**Given records:**
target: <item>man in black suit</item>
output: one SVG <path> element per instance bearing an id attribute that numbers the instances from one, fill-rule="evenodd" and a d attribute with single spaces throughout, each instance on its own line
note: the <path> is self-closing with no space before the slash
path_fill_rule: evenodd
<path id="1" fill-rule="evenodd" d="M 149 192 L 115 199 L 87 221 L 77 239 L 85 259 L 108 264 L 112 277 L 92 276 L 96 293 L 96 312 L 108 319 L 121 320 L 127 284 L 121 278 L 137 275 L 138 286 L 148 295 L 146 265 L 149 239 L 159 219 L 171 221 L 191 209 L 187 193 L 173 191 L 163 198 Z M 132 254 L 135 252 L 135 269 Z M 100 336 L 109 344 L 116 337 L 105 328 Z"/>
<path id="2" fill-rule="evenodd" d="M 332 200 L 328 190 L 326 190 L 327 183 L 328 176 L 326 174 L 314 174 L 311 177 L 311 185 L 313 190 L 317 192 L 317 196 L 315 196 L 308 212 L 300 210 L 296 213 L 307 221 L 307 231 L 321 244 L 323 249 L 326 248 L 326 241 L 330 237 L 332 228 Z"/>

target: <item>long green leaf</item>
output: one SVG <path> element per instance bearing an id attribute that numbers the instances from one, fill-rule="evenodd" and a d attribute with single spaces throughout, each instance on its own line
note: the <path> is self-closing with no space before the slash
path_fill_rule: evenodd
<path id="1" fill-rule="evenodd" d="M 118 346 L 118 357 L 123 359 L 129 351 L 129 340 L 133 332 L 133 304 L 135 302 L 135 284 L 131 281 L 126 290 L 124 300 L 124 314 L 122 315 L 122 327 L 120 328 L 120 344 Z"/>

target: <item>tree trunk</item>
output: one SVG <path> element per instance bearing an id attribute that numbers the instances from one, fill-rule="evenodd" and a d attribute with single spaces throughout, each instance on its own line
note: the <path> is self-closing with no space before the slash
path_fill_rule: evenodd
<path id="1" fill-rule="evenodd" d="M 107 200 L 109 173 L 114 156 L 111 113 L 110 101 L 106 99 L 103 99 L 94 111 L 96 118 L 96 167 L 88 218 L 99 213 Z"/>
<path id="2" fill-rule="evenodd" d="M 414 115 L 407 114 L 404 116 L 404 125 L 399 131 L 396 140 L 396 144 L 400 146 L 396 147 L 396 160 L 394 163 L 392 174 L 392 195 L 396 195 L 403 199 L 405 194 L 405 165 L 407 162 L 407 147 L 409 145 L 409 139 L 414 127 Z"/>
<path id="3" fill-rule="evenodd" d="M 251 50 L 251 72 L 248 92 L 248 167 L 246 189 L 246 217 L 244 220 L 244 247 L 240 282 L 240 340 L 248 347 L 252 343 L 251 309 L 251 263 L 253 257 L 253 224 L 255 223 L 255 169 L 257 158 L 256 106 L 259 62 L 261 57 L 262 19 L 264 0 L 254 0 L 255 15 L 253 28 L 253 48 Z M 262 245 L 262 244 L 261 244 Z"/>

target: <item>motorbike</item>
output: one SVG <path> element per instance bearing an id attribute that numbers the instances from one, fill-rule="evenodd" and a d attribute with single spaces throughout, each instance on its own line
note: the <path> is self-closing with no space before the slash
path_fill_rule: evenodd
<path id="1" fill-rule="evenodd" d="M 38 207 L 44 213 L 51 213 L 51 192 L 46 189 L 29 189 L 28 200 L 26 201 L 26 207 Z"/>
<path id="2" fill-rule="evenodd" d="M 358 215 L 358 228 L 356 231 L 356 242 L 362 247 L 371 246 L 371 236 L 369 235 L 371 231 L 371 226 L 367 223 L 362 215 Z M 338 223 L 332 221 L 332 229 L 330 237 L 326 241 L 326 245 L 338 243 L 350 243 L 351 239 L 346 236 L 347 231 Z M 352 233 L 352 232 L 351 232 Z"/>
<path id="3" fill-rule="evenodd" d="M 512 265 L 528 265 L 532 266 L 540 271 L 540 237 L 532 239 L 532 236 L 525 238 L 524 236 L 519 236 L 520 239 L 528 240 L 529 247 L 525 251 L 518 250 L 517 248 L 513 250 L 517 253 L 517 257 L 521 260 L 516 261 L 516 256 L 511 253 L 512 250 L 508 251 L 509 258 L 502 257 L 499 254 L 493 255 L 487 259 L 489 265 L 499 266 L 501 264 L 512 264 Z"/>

**Assignment:** Once the listing above has been read, restate it exactly.

**Reply to the task:**
target: <item>man in black suit</item>
output: one SVG <path> element per instance bearing an id attribute that numbers the instances from one, fill-rule="evenodd" and a d attribute with single spaces throughout, each instance on its own line
note: the <path> is self-closing with no space before the slash
path_fill_rule: evenodd
<path id="1" fill-rule="evenodd" d="M 149 192 L 115 199 L 87 221 L 77 239 L 85 259 L 108 264 L 112 277 L 92 276 L 96 293 L 96 312 L 108 319 L 121 320 L 127 284 L 121 278 L 137 275 L 138 286 L 148 295 L 146 265 L 149 239 L 159 219 L 171 221 L 191 209 L 187 193 L 173 191 L 163 198 Z M 132 254 L 135 252 L 135 269 Z M 100 336 L 109 344 L 116 337 L 105 328 Z"/>
<path id="2" fill-rule="evenodd" d="M 332 200 L 328 190 L 326 190 L 327 183 L 328 176 L 326 174 L 314 174 L 311 177 L 311 185 L 313 190 L 317 192 L 317 196 L 315 196 L 308 212 L 300 210 L 296 213 L 307 221 L 307 231 L 321 244 L 323 249 L 326 248 L 326 241 L 330 237 L 332 228 Z"/>

target: <item>long green leaf</item>
output: one SVG <path> element per instance bearing an id attribute that numbers the instances from one, fill-rule="evenodd" and a d attribute with single spaces throughout, each instance on its own line
note: the <path> is self-closing with no space before the slash
path_fill_rule: evenodd
<path id="1" fill-rule="evenodd" d="M 118 346 L 118 357 L 123 359 L 129 351 L 129 340 L 133 332 L 133 304 L 135 302 L 135 284 L 131 281 L 126 290 L 124 300 L 124 314 L 122 315 L 122 327 L 120 328 L 120 344 Z"/>

target: <item>tree trunk</item>
output: one SVG <path> element per instance bearing an id attribute that numbers the instances from one, fill-rule="evenodd" and a d attribute with single spaces throughout, each instance on its own line
note: the <path> is self-closing with no space before the slash
path_fill_rule: evenodd
<path id="1" fill-rule="evenodd" d="M 107 200 L 109 173 L 114 156 L 111 113 L 110 101 L 106 99 L 103 99 L 94 111 L 96 118 L 96 167 L 88 218 L 99 213 Z"/>
<path id="2" fill-rule="evenodd" d="M 414 115 L 407 114 L 404 116 L 404 125 L 399 131 L 396 140 L 396 144 L 400 146 L 396 147 L 396 160 L 394 163 L 392 174 L 392 195 L 396 195 L 403 199 L 405 194 L 405 165 L 407 162 L 407 147 L 409 145 L 409 139 L 414 127 Z"/>
<path id="3" fill-rule="evenodd" d="M 251 50 L 251 72 L 248 92 L 248 167 L 246 189 L 246 217 L 244 220 L 244 247 L 240 282 L 240 340 L 248 347 L 252 343 L 251 309 L 251 263 L 253 257 L 253 224 L 255 223 L 255 169 L 257 158 L 256 106 L 259 62 L 261 57 L 262 19 L 264 0 L 254 0 L 255 15 L 253 28 L 253 48 Z M 262 245 L 262 244 L 261 244 Z"/>

target: <item>motorbike</item>
output: one SVG <path> element per instance bearing an id attribute that numbers the instances from one, fill-rule="evenodd" and a d attribute with single spaces throughout, each instance on its own line
note: the <path> is self-closing with no space before the slash
path_fill_rule: evenodd
<path id="1" fill-rule="evenodd" d="M 38 207 L 44 213 L 51 213 L 51 192 L 46 189 L 29 189 L 28 200 L 26 201 L 26 207 Z"/>
<path id="2" fill-rule="evenodd" d="M 358 215 L 358 228 L 356 231 L 356 242 L 362 247 L 371 246 L 371 236 L 369 235 L 371 231 L 371 226 L 367 223 L 362 215 Z M 338 223 L 332 221 L 332 229 L 330 237 L 326 241 L 326 245 L 338 243 L 350 243 L 351 239 L 346 236 L 347 231 Z M 352 233 L 352 232 L 351 232 Z"/>
<path id="3" fill-rule="evenodd" d="M 512 265 L 528 265 L 532 266 L 540 271 L 540 237 L 532 239 L 532 236 L 525 238 L 524 236 L 519 236 L 520 239 L 528 240 L 529 247 L 525 251 L 518 250 L 517 248 L 513 250 L 517 253 L 517 257 L 521 260 L 516 261 L 516 256 L 511 253 L 512 250 L 508 251 L 509 258 L 502 257 L 499 254 L 493 255 L 487 259 L 489 265 L 499 266 L 501 264 L 512 264 Z"/>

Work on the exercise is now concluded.